- Задание: Пожалуйста, продолжите приведенную ниже статью о радиофильме Марлена Хуциева «Пушкин», начав сразу после ее последнего предложения.

- Фрагмент документа:
◇ ◇ ◇ ◇ ◇

Главная страница ИД «Первого сентября»Главная страница газеты «Первое сентября»Содержание №44/2000

Вторая тетрадь. Школьное дело

Римма КРЕЧЕТОВА

Трудный разговор с судьбой

На днях Радио России познакомило слушателей с тремя первыми частями многосерийного радиофильма “Пушкин” Марлена Хуциева

Сегодня модно придумывать парадоксальные жанровые обозначения, которые должны придать произведению некую дополнительную или (что бывает чаще) единственную значимость. К работе Хуциева такое придумывание не относится. Как бы странно ни звучало соединение слов, означающих искусства, фундаментально несовместимые, обращенные одно прежде всего к нашему зрению, другое – к слуху, но режиссер снял именно радиофильм.

Не стремление к эффектным жанровым играм, а желание как можно явственнее, полнее осуществить средствами противоположными и чужими свою главную мечту о фильме про Пушкина ощущается за каждым мгновением этого неторопливого, будто увиденного глазами современников, постепенного проявления-прорастания гения в сознании его ближнего и дальнего окружения, в обществе, культуре, истории. Это рассказ (насколько можно судить по самым первым отрывкам из большого и, судя по всему, серьезного, сложного произведения) о том, как великий дар, подаренный Богом или природой, вочеловечивается, как он осознается и утверждается в мире. Как неотвратимо меняются с его приходом искусство и общество, как обыкновенная земная судьба поэта непрерывно ведет трудный (опасный!) диалог с судьбой внутренней, с высшим предназначением.
Как художник, привыкший иметь дело со “зрительным рядом”, Хуциев не только понимает, слышит происходящее с его героем, но видит все в мельчайших подробностях, фактурах и цвете, в визуальных контрастах и рифмах. Стремясь передать свое видение, пробиваясь к нему сквозь слепоту радиопленки, он невольно (и одновременно осознанно) меняет привычное соотношение звука и изображения, не иллюстрирует, а как бы живописует словами, используя не просто привычные в радиоспектаклях звуковые сигналы (сад – поют птицы и шелестит листва, кто-то вошел – скрипнула дверь и т.д.), а скорее полагаясь на текст с пронзительно зримыми, точно акцентированными нюансами, на способность актера (от автора читает Г.Тараторкин) передать не только движение ситуации, развитие мысли, но и смену картин, жизнь видимого мира, игру его обликов.

◇ ◇ ◇ ◇ ◇

- Исходные данные:
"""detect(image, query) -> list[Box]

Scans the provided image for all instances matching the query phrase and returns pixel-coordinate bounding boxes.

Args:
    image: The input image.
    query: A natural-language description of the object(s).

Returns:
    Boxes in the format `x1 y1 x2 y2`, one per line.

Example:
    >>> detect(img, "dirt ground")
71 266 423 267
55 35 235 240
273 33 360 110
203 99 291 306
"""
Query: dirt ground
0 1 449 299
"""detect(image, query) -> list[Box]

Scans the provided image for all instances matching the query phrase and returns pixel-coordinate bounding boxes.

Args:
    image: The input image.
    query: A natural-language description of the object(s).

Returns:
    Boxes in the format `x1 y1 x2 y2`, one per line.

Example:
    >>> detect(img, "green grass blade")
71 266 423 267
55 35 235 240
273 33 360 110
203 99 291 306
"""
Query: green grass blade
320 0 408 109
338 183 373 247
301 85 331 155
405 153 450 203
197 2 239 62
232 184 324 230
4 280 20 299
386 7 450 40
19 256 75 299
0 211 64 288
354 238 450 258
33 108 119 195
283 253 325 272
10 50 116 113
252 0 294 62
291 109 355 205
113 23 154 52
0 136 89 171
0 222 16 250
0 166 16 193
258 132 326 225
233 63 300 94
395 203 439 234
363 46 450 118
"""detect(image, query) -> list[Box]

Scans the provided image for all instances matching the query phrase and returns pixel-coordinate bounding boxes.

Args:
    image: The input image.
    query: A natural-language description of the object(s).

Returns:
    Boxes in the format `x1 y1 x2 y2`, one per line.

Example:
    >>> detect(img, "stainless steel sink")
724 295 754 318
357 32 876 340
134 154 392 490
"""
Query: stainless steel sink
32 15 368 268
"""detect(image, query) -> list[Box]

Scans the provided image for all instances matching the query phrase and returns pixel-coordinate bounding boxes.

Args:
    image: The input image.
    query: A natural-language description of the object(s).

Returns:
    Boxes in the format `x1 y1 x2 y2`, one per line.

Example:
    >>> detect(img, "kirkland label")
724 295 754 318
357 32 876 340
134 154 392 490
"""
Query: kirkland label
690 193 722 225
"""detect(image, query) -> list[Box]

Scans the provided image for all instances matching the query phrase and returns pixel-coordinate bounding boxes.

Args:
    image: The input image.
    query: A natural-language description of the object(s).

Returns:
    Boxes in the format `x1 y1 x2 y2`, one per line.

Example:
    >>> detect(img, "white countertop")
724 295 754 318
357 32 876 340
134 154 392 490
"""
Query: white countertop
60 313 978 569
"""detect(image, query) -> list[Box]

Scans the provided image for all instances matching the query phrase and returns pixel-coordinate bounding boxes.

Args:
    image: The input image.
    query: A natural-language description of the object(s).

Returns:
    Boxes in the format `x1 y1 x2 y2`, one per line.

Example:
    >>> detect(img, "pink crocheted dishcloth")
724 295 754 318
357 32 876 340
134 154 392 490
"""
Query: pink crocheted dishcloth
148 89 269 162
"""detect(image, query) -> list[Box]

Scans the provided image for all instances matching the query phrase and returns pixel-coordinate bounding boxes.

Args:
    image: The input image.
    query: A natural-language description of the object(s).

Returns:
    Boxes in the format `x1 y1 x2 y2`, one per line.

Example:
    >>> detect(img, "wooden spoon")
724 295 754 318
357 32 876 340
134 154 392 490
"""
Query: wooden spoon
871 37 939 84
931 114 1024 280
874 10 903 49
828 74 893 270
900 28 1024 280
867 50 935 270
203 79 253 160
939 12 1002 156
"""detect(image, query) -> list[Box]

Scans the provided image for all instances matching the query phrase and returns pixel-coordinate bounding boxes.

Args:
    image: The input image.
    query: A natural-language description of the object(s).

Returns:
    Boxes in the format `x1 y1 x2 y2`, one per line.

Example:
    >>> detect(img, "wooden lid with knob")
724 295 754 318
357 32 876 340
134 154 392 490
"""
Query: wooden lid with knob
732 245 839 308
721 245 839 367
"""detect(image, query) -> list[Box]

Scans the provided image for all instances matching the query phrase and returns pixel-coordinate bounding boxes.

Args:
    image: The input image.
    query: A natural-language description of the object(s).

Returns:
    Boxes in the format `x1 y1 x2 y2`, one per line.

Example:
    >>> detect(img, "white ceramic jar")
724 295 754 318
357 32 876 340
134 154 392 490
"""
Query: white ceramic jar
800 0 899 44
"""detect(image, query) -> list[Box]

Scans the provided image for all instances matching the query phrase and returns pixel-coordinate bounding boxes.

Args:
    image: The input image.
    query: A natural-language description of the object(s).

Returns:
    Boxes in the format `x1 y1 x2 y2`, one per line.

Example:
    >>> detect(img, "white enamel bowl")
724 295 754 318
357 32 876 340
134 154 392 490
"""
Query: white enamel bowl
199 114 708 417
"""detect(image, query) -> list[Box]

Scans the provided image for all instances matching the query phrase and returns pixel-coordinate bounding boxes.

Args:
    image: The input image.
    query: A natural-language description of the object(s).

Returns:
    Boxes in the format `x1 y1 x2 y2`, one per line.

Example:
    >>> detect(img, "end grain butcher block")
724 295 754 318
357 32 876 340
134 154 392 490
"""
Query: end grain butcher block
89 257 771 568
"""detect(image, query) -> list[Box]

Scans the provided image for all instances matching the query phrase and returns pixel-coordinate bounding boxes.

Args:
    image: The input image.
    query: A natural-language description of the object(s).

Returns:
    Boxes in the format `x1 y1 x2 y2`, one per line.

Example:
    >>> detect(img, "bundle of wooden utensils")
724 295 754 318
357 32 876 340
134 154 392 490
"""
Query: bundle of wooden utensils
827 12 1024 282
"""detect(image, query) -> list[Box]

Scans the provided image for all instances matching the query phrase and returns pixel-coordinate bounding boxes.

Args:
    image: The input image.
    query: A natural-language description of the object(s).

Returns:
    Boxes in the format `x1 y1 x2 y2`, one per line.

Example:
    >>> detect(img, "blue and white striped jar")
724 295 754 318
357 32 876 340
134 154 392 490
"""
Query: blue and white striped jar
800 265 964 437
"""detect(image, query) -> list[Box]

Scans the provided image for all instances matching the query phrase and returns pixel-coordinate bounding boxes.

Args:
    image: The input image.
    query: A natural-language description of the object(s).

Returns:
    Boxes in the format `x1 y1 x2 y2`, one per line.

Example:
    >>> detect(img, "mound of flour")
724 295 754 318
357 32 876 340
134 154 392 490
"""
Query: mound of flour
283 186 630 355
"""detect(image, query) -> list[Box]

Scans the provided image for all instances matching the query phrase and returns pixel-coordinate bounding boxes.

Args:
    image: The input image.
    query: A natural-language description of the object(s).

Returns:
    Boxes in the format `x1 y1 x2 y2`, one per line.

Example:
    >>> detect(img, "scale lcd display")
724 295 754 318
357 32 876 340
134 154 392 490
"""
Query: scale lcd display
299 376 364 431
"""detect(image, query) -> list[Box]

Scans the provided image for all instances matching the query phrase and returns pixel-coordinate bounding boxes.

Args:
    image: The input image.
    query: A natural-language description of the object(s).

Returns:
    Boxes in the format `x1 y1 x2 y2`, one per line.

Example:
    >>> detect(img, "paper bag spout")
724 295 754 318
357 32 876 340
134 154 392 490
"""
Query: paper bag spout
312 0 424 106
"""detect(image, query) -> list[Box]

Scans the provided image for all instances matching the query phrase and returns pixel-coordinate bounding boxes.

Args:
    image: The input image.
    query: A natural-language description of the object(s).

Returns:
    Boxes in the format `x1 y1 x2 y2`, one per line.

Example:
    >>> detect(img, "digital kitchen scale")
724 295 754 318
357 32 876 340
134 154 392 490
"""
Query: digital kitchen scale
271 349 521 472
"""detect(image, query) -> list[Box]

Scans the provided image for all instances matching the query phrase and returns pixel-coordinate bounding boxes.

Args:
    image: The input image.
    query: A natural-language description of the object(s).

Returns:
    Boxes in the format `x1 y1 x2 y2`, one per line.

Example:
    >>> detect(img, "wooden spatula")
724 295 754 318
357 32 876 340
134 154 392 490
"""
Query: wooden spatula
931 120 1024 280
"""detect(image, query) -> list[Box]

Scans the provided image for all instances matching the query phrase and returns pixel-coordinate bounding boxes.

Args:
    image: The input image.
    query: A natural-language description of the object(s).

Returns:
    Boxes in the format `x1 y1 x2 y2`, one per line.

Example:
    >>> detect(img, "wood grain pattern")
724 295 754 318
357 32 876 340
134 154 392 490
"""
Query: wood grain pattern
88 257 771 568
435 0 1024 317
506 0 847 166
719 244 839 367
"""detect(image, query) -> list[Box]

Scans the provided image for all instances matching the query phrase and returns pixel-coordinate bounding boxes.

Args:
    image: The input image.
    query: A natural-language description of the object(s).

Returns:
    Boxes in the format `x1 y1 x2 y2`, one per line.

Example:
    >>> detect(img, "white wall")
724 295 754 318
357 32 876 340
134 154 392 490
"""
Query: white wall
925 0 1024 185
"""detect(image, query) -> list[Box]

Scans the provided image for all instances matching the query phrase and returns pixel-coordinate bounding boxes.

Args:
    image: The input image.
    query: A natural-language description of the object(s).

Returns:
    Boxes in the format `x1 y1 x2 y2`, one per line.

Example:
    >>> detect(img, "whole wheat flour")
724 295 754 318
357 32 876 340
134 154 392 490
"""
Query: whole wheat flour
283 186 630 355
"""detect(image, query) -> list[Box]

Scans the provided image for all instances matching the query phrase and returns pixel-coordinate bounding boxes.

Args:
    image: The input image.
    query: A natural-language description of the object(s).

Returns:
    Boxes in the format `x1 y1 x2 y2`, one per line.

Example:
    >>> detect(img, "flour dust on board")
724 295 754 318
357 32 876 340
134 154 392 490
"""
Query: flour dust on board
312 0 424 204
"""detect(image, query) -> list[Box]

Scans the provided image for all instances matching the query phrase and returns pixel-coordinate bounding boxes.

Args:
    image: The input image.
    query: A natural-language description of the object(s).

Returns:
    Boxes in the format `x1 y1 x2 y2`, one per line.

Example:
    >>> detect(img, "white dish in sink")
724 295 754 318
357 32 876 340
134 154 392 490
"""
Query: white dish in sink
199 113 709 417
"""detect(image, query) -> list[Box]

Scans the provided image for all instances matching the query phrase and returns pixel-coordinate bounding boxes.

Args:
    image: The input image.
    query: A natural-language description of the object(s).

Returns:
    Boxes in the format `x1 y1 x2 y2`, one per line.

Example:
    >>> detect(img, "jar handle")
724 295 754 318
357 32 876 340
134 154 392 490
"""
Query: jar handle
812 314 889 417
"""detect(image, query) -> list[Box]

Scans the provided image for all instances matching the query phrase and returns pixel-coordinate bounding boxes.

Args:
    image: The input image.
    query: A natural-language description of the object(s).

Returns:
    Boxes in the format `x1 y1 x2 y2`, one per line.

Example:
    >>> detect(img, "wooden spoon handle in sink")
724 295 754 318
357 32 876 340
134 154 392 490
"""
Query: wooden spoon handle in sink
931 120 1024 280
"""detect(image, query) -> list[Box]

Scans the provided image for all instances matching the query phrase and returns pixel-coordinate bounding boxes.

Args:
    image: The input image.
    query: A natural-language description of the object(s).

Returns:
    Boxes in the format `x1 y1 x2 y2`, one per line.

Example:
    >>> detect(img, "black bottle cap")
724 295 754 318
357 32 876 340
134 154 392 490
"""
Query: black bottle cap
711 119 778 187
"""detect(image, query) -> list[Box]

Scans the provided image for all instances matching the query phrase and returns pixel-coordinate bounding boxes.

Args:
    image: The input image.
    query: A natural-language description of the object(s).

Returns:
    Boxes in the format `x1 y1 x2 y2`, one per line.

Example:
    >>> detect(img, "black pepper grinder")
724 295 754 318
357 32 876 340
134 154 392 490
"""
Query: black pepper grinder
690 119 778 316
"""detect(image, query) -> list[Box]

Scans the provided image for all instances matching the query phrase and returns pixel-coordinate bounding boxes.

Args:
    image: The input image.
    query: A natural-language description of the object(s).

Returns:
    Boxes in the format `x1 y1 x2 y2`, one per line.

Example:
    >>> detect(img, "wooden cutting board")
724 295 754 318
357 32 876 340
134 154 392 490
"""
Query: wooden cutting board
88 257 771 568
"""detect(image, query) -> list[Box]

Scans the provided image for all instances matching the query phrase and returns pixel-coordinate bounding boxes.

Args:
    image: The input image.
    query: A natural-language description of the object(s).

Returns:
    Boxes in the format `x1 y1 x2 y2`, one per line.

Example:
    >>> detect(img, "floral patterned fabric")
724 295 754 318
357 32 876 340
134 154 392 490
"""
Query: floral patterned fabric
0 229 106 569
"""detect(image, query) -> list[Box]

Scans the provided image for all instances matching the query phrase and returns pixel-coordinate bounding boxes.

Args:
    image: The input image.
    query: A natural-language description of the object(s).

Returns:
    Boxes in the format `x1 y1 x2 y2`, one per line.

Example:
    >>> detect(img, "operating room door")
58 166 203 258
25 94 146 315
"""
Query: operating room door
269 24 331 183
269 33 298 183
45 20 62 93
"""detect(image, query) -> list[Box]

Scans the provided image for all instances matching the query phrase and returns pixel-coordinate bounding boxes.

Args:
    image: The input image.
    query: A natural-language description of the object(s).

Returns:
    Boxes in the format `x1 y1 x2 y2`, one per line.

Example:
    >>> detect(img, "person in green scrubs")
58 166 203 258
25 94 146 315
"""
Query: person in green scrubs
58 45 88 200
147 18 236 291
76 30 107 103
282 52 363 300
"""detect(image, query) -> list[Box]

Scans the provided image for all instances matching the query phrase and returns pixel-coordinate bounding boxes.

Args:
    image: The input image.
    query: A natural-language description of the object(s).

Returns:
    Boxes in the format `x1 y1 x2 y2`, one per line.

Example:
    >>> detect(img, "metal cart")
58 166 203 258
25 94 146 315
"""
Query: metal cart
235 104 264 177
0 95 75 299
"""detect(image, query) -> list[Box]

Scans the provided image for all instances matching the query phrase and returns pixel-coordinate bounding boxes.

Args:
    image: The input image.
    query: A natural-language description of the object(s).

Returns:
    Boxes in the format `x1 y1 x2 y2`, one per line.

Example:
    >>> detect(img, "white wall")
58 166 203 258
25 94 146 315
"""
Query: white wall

◇ ◇ ◇ ◇ ◇

- Готовое решение:
Удивительно, временами совсем забываешь, что только слушаешь. Со странной ясностью миража возникают видения происходящего. Офицерская пирушка. Царь, смотрящий на туман сквозь дворцовое окно. Кофейник в комнате гадалки. Сенатская площадь. Петр, властно вздыбивший могучего коня. Бредущие в призрачном свете петербургского дня-ночи совсем еще молодые люди, среди которых Пушкин. Его еще не обременяет сила дара. Ничем ему не грозит. От поэтического гения – только счастье, восторженность друзей, смелость и легкость, радость признанности, детская безответственность. Этот неповзрослевший Пушкин (как его будущий герой) – “гуляка праздный”, острослов, фрондер. Умно, точно Хуциев рисует нам и эту жизненную беззаботность поэта, наслаждение всеми впечатлениями бытия, их новизной, и круг почитателей, уже распавшийся, уже разное увидевший в Пушкине. Друзья-собутыльники – такого же кутилу, как они сами, стихийного, от молодости, вольнодумца, умеющего выразить все, что им близко, в превосходных стишках. Но есть и другие, уже угадывающие иное, с высот своего опыта понимающие, как непроста будет судьба этого яркого, вроде бы легкомысленного юнца; какого масштаба дар достался ему, каких жертв, трудов, страданий он вскоре потребует. На этом обозначившемся контрасте, на двойственности пушкинского бытия еще не в нем самом, но уже в сознании общества, в начале пути, где совсем скоро явится ему “шестикрылый серафим” и прозвучит властное: “Восстань, Пророк, и виждь и внемли”, – на этом радиофильм до времени прервался...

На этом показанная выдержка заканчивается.